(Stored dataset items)
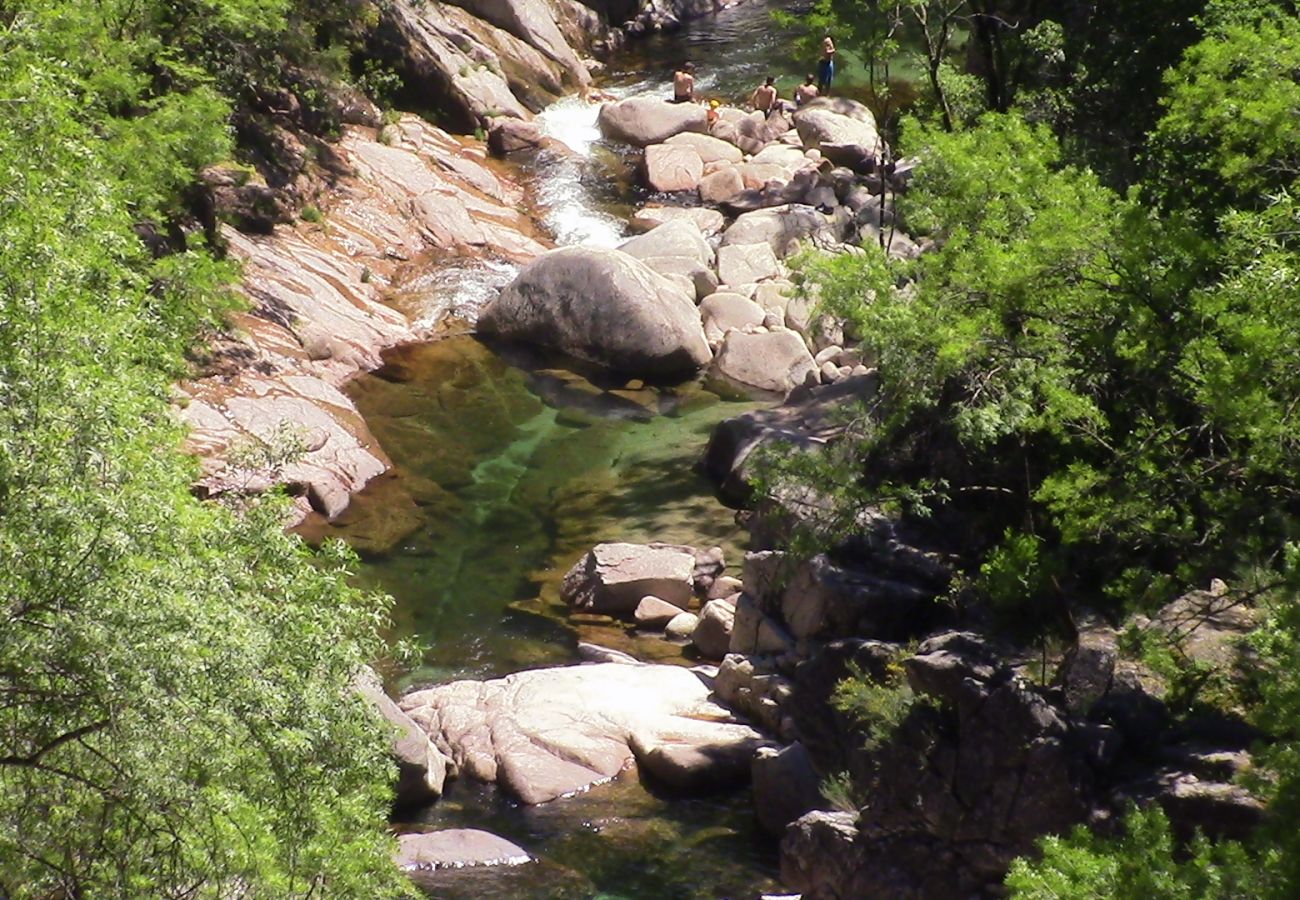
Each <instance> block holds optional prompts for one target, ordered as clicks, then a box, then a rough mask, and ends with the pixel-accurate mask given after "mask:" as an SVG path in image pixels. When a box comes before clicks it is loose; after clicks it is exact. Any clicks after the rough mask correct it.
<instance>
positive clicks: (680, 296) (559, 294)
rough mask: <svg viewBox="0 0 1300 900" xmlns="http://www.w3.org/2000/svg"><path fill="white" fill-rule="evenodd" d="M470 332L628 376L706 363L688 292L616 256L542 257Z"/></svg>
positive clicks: (642, 375)
mask: <svg viewBox="0 0 1300 900" xmlns="http://www.w3.org/2000/svg"><path fill="white" fill-rule="evenodd" d="M663 228H667V226H663ZM651 234H653V233H651ZM646 237H650V235H646ZM478 328H480V330H481V332H484V333H485V334H493V336H498V337H502V338H506V339H511V341H524V342H528V343H537V345H541V346H545V347H552V349H556V350H562V351H564V352H567V354H569V355H571V356H577V358H578V359H585V360H589V362H593V363H597V364H599V365H604V367H607V368H611V369H616V371H620V372H627V373H629V375H642V376H684V375H689V373H692V372H694V371H695V369H698V368H699V367H702V365H705V364H706V363H707V362H708V359H710V352H708V343H707V342H706V341H705V332H703V328H702V325H701V323H699V315H698V312H697V311H695V304H694V295H693V291H690V294H688V293H686V291H685V290H682V289H681V287H677V286H676V285H675V284H672V282H671V281H668V280H667V278H664V277H663V276H660V274H658V273H656V272H654V271H653V269H651V268H649V267H647V265H646V264H645V263H642V261H641V260H638V259H636V258H633V256H629V255H628V254H625V252H621V251H607V250H593V248H586V247H565V248H563V250H554V251H551V252H549V254H546V255H545V256H542V258H539V259H538V260H537V261H534V263H532V264H530V265H528V267H525V268H524V271H523V272H520V273H519V277H517V278H515V281H513V282H511V284H510V285H508V286H507V287H506V289H504V290H503V291H502V293H500V295H499V297H498V298H497V299H495V300H493V302H491V303H490V304H489V306H487V307H486V308H485V310H484V312H482V315H481V316H480V319H478Z"/></svg>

• [PROBLEM TO SOLVE]
Please convert the lines of the items above into a JSON list of strings, one string per line, skipping blank lines and leaving out the pictures.

• [WORKED SOLUTION]
[
  "Each <instance> block holds optional prompts for one target, ordered as clicks, then a box, then a rough mask, and ends with the pixel-accurate mask given after \"mask:\" as an SVG path in image pixels. When a box comes before clicks it is loose; after clicks it is exact. Any clicks after the rough mask correct it.",
  "<instance>",
  "positive clicks: (680, 296) (559, 294)",
  "rough mask: <svg viewBox=\"0 0 1300 900\" xmlns=\"http://www.w3.org/2000/svg\"><path fill=\"white\" fill-rule=\"evenodd\" d=\"M470 332L628 376L706 363L688 292L616 256L542 257Z\"/></svg>",
  "positive clicks: (642, 375)",
  "mask: <svg viewBox=\"0 0 1300 900\" xmlns=\"http://www.w3.org/2000/svg\"><path fill=\"white\" fill-rule=\"evenodd\" d=\"M663 228H667V226H663ZM651 234H653V233H651ZM646 237H650V235H646ZM478 328H480V330H481V332H484V333H485V334H493V336H498V337H502V338H506V339H511V341H524V342H528V343H537V345H541V346H545V347H552V349H556V350H562V351H564V352H567V354H569V355H571V356H577V358H578V359H585V360H589V362H593V363H597V364H599V365H604V367H607V368H611V369H616V371H620V372H627V373H629V375H642V376H684V375H689V373H692V372H694V371H695V369H698V368H699V367H702V365H705V364H706V363H707V362H708V359H710V352H708V343H707V342H706V341H705V332H703V328H702V325H701V323H699V315H698V312H697V311H695V304H694V295H693V291H690V294H688V293H686V291H685V290H682V289H681V287H677V286H676V285H675V284H672V282H671V281H668V280H667V278H664V277H663V276H660V274H658V273H656V272H654V271H653V269H651V268H649V267H647V265H646V264H645V263H642V261H641V260H638V259H636V258H633V256H629V255H628V254H625V252H621V251H607V250H593V248H586V247H565V248H563V250H554V251H551V252H549V254H546V255H545V256H542V258H539V259H538V260H537V261H534V263H532V264H530V265H528V267H525V268H524V271H523V272H520V273H519V277H517V278H515V281H513V282H511V284H510V285H508V286H507V287H506V289H504V290H503V291H502V293H500V295H499V297H498V298H497V299H495V300H493V302H491V303H490V304H489V306H487V307H486V308H485V310H484V312H482V315H481V316H480V319H478Z\"/></svg>"
]